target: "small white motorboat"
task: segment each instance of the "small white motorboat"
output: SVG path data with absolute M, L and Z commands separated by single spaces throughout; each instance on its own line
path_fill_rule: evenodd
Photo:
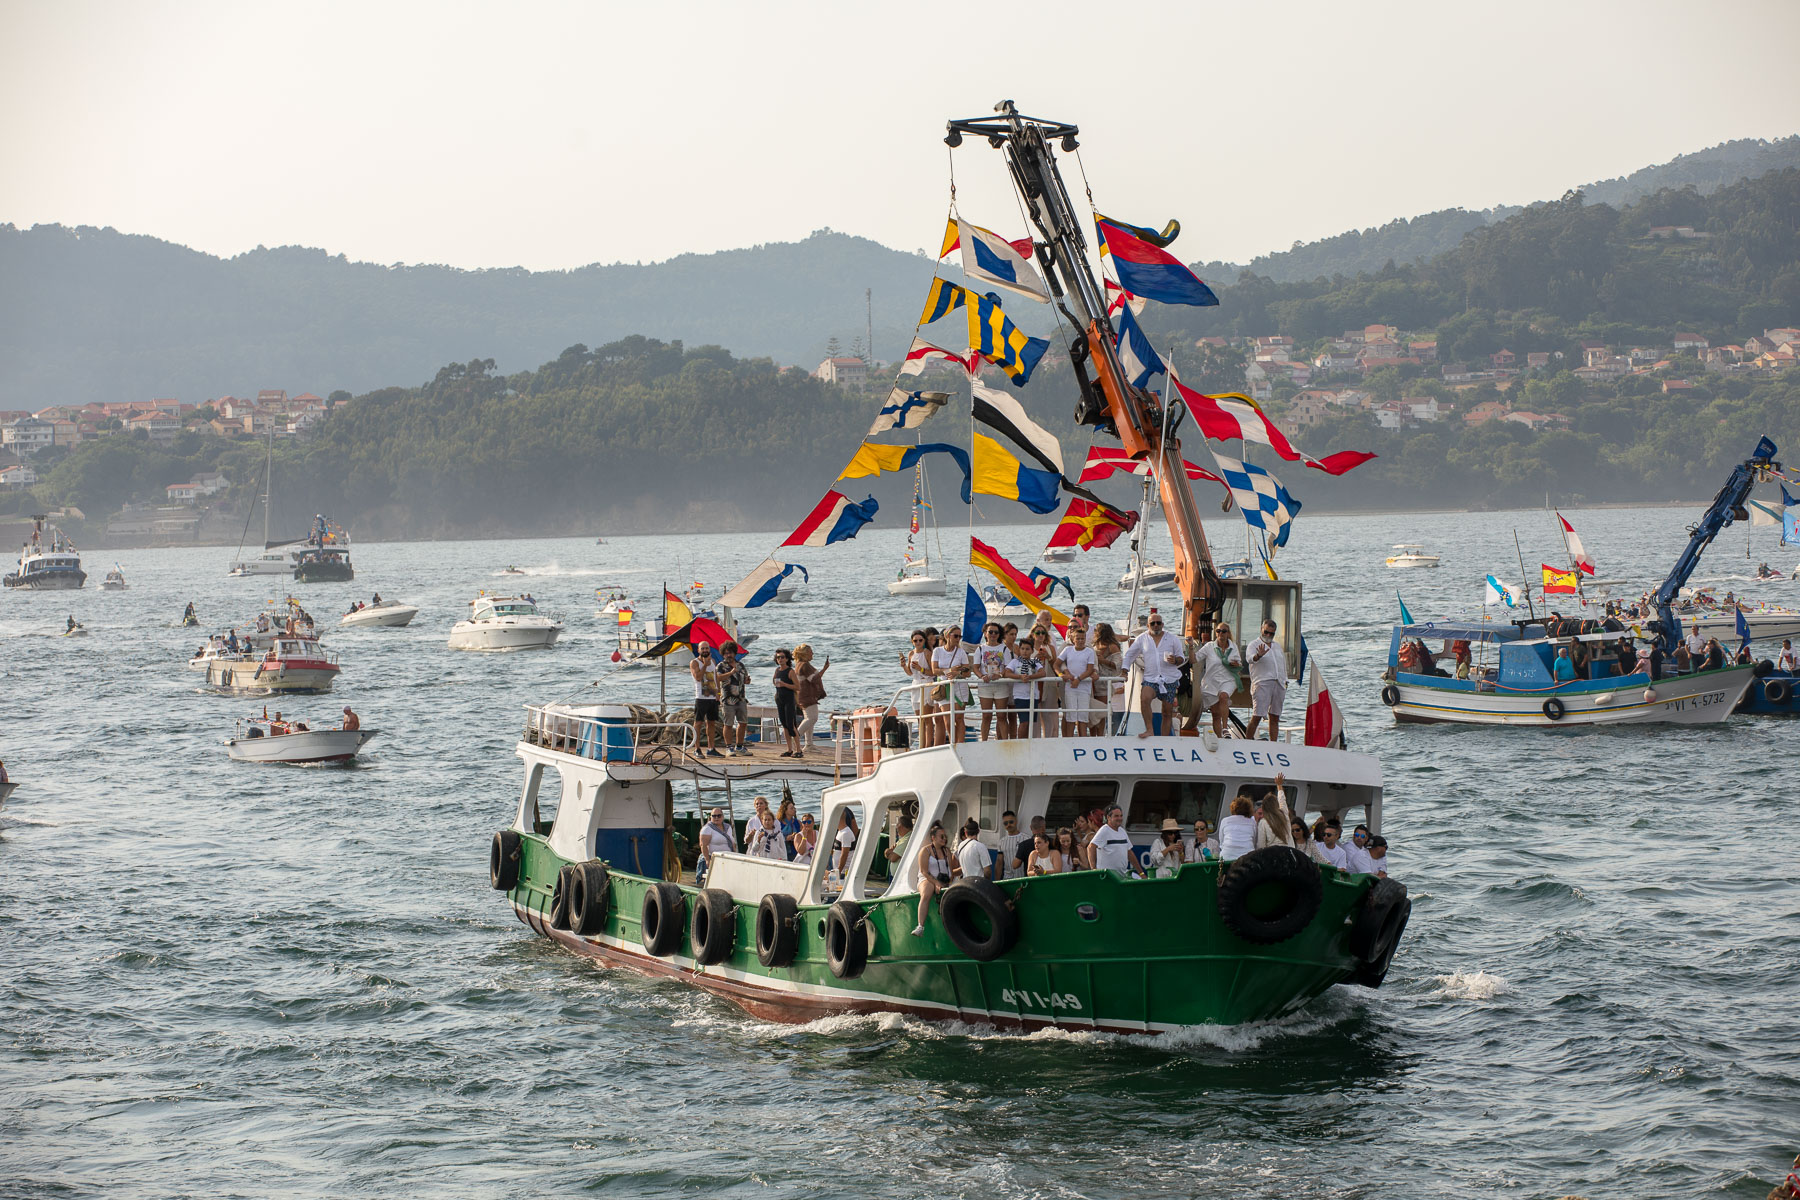
M 368 744 L 378 729 L 305 729 L 267 733 L 251 725 L 225 743 L 225 753 L 239 762 L 324 763 L 348 762 Z
M 1074 562 L 1079 553 L 1075 546 L 1047 546 L 1040 557 L 1045 562 Z
M 1140 592 L 1172 592 L 1177 586 L 1175 568 L 1155 562 L 1145 563 L 1141 571 L 1126 571 L 1119 576 L 1119 590 L 1129 592 L 1134 578 L 1138 581 L 1137 590 Z
M 122 592 L 130 586 L 125 582 L 125 572 L 119 570 L 117 563 L 106 573 L 106 578 L 100 581 L 100 590 L 103 592 Z
M 238 654 L 202 651 L 188 665 L 204 663 L 206 683 L 217 691 L 240 696 L 275 696 L 284 693 L 311 695 L 329 692 L 338 676 L 335 656 L 319 645 L 319 639 L 283 634 L 267 650 L 250 649 Z
M 469 619 L 450 627 L 452 650 L 547 650 L 563 631 L 524 596 L 477 596 L 469 605 Z
M 596 617 L 616 617 L 620 613 L 637 611 L 637 605 L 620 588 L 595 588 L 594 599 L 600 602 L 600 607 L 594 610 Z
M 900 567 L 900 577 L 887 585 L 890 596 L 942 596 L 944 577 L 931 573 L 931 560 L 911 558 Z
M 1394 549 L 1399 553 L 1388 556 L 1387 565 L 1390 567 L 1435 567 L 1438 565 L 1438 556 L 1425 553 L 1423 546 L 1415 545 L 1412 542 L 1400 542 L 1394 546 Z
M 345 613 L 338 619 L 338 624 L 350 629 L 373 629 L 377 627 L 394 627 L 412 624 L 412 619 L 419 615 L 416 604 L 402 604 L 398 600 L 381 600 L 374 604 L 365 604 L 355 612 Z
M 0 783 L 0 808 L 6 807 L 6 798 L 17 791 L 18 787 L 17 783 L 11 781 Z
================================
■ **Brief**: Set the pictures aside and reproduce the data above exactly.

■ **The answer**:
target: "small white motorboat"
task: segment each instance of the "small white motorboat"
output: SVG path data with absolute M, L and Z commands separated by single spaces throughout; each instance on its own line
path_fill_rule: evenodd
Photo:
M 368 744 L 378 729 L 305 729 L 267 733 L 251 725 L 225 743 L 225 753 L 239 762 L 324 763 L 348 762 Z
M 1074 562 L 1079 553 L 1075 546 L 1047 546 L 1040 557 L 1045 562 Z
M 1140 592 L 1172 592 L 1177 586 L 1175 568 L 1155 562 L 1145 563 L 1141 571 L 1126 571 L 1119 576 L 1119 590 L 1129 592 L 1134 578 L 1138 581 L 1137 590 Z
M 122 592 L 130 586 L 125 582 L 125 572 L 119 570 L 117 563 L 106 573 L 106 578 L 100 581 L 100 590 L 103 592 Z
M 238 654 L 202 651 L 188 665 L 204 663 L 206 683 L 217 691 L 240 696 L 275 696 L 284 693 L 311 695 L 329 692 L 338 676 L 335 656 L 319 645 L 319 639 L 283 634 L 267 650 L 250 649 Z
M 469 619 L 450 627 L 452 650 L 547 650 L 563 631 L 524 596 L 477 596 L 469 605 Z
M 596 617 L 616 617 L 620 613 L 637 611 L 637 605 L 620 588 L 595 588 L 594 599 L 600 602 L 600 607 L 594 610 Z
M 900 567 L 900 577 L 887 585 L 890 596 L 942 596 L 944 577 L 931 573 L 931 560 L 911 558 Z
M 1394 549 L 1399 553 L 1388 556 L 1387 565 L 1390 567 L 1435 567 L 1438 565 L 1438 556 L 1425 553 L 1423 546 L 1415 545 L 1412 542 L 1400 542 L 1394 546 Z
M 345 613 L 338 619 L 338 624 L 350 629 L 373 629 L 377 627 L 394 627 L 412 624 L 412 619 L 419 615 L 416 604 L 402 604 L 398 600 L 381 600 L 374 604 L 365 604 L 355 612 Z
M 0 783 L 0 808 L 6 807 L 6 798 L 17 791 L 18 787 L 17 783 L 11 781 Z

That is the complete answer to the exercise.